### Apply what you read:
A - According to the Frédéric Taquin biography, in which town and country was he born?
B - Extend the Frédéric Taquin biography, starting after its final sentence.

Frédéric Taquin

Personal information
- Date of birth: 2 June 1975 (age 50)
- Place of birth: Nivelles, Belgium

Managerial career
- Years: Team
- 2010–2013: Sartois
- 2013–2017: Villers
- 2017–2026: La Louvière

= Frédéric Taquin =

Belgian football manager (born 1975)

Frédéric Taquin (born 2 June 1975) is a Belgian football manager.

Taquin worked for Carglass while managing Sartois, earning promotion from the fourth to second division of the Belgian Provincial Leagues in Walloon Brabant, and retaining his role as manager of Villers following a merger in 2015. He was appointed at La Louvière following their re-establishment in 2017, and led them to four promotions in eight years from the national fifth tier to the Belgian Pro League, including three titles.

==Early and personal life==
Taquin was born in Nivelles in Walloon Brabant. He has two sisters, including Caroline Taquin, mayor of Courcelles and former member of the Chamber of Representatives.

### Data to examine:

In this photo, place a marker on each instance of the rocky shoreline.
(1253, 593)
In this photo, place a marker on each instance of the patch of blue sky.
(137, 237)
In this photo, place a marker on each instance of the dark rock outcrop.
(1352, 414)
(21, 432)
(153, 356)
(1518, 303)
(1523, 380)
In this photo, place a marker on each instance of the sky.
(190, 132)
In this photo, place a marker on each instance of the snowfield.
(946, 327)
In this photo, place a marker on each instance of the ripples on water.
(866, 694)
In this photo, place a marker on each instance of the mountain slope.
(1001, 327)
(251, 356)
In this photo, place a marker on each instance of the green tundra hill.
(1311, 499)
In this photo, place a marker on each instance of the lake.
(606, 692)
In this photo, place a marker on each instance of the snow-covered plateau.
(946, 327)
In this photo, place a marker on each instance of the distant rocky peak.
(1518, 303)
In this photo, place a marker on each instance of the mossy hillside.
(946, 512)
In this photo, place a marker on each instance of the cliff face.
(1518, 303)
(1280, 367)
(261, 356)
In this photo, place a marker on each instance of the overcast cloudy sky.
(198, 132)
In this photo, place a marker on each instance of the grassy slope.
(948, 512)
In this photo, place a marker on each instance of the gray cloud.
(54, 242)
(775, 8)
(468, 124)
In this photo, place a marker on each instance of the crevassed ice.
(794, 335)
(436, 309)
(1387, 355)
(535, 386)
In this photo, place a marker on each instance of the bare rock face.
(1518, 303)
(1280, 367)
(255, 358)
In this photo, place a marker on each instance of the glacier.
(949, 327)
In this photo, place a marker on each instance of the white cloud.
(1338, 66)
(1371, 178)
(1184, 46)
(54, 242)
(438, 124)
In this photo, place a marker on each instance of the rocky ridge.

### Answers:
A - Nivelles, Belgium

B -
Taquin had been a youth player at Anderlecht and joined Olympic Charleroi at 16. A skiing accident ruled him out for 18 months with a knee injury, of which the effects lasted for decades.

Taquin worked as a flight attendant. He was an employee of Carglass for 19 years up to 2020, working in management in the Brussels area.

==Career==
===Sartois / Villers===
Taquin began coaching at RC Sartois, a team in the fourth provincial division. He worked for 40 to 50 hours per week at Carglass while coaching two nights a week, studying coaching courses a further two nights, and leading his team at the weekend. In June 2013, the club finished in 4th place, their best position in their 50-year history; mergers of other clubs meant that they were promoted to the second provincial division. In April 2015, his club merged with Villers Matima to make RC Villers-la-Ville, with him in charge.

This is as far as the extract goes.